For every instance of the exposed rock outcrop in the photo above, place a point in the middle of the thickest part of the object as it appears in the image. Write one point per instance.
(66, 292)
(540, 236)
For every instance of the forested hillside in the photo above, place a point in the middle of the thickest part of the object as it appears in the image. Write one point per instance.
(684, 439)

- - -

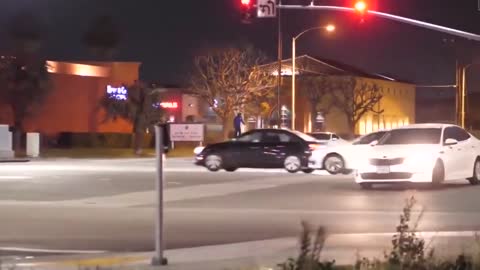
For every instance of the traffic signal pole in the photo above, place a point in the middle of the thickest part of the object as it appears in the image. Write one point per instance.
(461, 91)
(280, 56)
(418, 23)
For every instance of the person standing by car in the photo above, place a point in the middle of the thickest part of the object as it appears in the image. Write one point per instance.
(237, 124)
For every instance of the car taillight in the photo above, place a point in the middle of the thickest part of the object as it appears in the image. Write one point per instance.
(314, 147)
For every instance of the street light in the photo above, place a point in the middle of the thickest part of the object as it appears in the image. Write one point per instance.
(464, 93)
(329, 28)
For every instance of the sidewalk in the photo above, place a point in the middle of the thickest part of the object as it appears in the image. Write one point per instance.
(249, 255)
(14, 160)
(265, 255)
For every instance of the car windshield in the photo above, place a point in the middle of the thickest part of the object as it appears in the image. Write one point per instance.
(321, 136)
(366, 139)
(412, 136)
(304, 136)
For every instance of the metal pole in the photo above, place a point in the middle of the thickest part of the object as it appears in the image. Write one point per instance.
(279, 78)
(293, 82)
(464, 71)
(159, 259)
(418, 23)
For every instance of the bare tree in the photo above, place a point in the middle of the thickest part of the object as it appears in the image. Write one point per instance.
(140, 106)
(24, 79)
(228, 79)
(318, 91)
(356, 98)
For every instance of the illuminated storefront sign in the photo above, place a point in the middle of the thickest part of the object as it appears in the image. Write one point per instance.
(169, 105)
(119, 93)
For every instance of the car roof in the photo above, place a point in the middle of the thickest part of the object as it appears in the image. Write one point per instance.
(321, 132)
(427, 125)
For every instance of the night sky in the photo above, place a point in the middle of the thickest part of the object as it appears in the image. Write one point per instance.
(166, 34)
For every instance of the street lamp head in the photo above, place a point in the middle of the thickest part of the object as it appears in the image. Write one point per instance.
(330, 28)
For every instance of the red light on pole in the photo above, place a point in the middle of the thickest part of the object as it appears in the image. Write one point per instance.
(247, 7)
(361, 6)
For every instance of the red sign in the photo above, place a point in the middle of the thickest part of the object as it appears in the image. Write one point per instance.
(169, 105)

- - -

### What you have to do:
Pick out every line in the items above that contains the string "street", and copy each of those lines in full.

### Solution for this problem:
For every instance of the street light in the photo above, place a point in the middle of the thickest part of the object as it appears in the image. Write one point per instance.
For every instance of the street lamp head in the photo above, place a point in the middle of the thickest part of the object as it appears in the image. Write one point per instance.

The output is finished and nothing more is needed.